▶ _STATED TASK_:
Rewrite the data from its start up to and including the line with "175], [241, 175]]", keeping the requests and leaving out the picture. Scale every coordinate in the answers by 0.7 and round each to a whole number, with halves rounded up.

▶ _INFORMATION SUPPLIED_:

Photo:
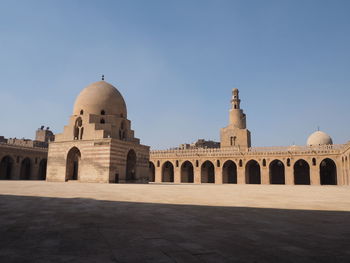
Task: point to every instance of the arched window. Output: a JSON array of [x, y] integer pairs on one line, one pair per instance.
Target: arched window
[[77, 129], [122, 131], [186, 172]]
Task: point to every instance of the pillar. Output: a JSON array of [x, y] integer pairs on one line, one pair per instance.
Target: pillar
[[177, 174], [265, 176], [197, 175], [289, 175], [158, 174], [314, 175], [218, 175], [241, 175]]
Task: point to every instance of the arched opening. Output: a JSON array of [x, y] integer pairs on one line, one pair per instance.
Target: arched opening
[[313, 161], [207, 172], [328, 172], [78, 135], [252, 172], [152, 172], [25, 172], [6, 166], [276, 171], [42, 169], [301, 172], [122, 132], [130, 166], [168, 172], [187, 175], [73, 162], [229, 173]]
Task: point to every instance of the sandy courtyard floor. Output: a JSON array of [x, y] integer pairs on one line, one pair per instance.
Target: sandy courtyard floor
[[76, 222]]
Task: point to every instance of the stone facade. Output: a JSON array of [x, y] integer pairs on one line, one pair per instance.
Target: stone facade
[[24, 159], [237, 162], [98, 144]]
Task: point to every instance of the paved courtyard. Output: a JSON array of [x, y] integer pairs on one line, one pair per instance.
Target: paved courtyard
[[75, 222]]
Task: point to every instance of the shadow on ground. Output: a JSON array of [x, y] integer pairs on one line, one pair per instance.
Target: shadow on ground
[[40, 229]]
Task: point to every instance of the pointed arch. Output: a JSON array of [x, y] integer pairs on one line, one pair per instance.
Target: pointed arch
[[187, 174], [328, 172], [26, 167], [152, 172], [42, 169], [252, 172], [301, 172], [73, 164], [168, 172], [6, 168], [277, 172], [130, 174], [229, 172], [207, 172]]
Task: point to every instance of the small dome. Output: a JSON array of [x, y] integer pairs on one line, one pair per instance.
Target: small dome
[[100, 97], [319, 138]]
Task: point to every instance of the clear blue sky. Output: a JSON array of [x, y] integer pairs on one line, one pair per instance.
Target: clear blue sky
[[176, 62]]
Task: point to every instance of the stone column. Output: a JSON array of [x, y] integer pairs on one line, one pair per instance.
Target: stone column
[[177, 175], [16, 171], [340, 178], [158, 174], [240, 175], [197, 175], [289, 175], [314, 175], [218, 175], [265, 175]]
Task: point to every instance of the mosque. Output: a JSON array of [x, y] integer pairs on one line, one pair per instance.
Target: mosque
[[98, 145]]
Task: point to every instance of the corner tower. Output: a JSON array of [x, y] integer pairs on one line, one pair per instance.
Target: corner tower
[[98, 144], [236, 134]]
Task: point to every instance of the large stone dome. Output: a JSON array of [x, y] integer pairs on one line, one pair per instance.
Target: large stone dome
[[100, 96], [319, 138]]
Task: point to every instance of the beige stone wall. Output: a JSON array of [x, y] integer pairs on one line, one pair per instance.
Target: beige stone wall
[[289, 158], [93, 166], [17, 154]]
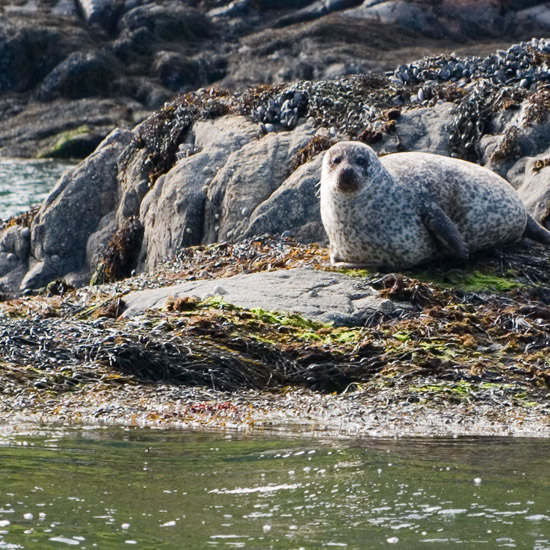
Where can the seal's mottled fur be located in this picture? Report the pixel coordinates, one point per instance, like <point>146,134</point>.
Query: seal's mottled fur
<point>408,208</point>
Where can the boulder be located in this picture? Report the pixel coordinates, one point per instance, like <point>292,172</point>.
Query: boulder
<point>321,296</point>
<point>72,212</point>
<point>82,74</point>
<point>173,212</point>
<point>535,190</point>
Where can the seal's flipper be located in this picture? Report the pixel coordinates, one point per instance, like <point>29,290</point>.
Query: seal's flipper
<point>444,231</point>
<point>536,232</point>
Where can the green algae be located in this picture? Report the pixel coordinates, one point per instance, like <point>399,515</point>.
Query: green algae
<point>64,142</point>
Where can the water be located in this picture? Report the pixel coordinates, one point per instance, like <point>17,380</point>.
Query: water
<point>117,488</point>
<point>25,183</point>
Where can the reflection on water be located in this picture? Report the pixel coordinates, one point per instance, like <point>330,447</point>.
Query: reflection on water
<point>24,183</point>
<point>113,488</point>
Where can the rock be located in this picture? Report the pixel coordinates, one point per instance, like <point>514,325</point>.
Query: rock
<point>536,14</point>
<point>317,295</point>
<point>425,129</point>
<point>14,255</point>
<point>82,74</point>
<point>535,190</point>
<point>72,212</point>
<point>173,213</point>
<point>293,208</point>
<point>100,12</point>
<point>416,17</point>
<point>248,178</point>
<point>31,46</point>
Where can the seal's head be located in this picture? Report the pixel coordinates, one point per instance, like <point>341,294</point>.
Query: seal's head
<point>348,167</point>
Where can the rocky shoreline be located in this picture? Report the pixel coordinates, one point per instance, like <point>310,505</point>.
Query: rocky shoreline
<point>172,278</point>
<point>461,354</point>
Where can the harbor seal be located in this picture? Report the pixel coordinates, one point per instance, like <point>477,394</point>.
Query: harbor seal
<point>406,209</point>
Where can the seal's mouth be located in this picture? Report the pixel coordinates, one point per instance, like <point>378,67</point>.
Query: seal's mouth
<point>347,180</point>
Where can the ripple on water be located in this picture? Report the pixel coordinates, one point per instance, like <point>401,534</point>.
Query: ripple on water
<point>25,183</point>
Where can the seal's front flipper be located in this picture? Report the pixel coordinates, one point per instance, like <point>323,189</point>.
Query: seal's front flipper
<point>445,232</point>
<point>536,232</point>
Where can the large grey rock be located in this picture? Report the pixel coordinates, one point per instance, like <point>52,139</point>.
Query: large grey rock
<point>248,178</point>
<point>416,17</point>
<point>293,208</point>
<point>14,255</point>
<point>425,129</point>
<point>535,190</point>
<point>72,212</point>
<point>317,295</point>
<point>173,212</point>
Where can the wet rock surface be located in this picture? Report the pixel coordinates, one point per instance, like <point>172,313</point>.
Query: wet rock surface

▶ _FINAL ANSWER_:
Photo:
Task: point to every instance of the arched window. Output: a JSON array of [x, y] integer pairs on one line, one pair per instance.
Target: arched window
[[54, 90], [85, 92], [130, 120]]
Task: point to every instance of the pillar. Output: a JSON array of [x, y] integer pairs on one line, one pair per instance.
Target: pillar
[[124, 122], [186, 123], [138, 123], [202, 123], [111, 122], [220, 123], [153, 123], [169, 123]]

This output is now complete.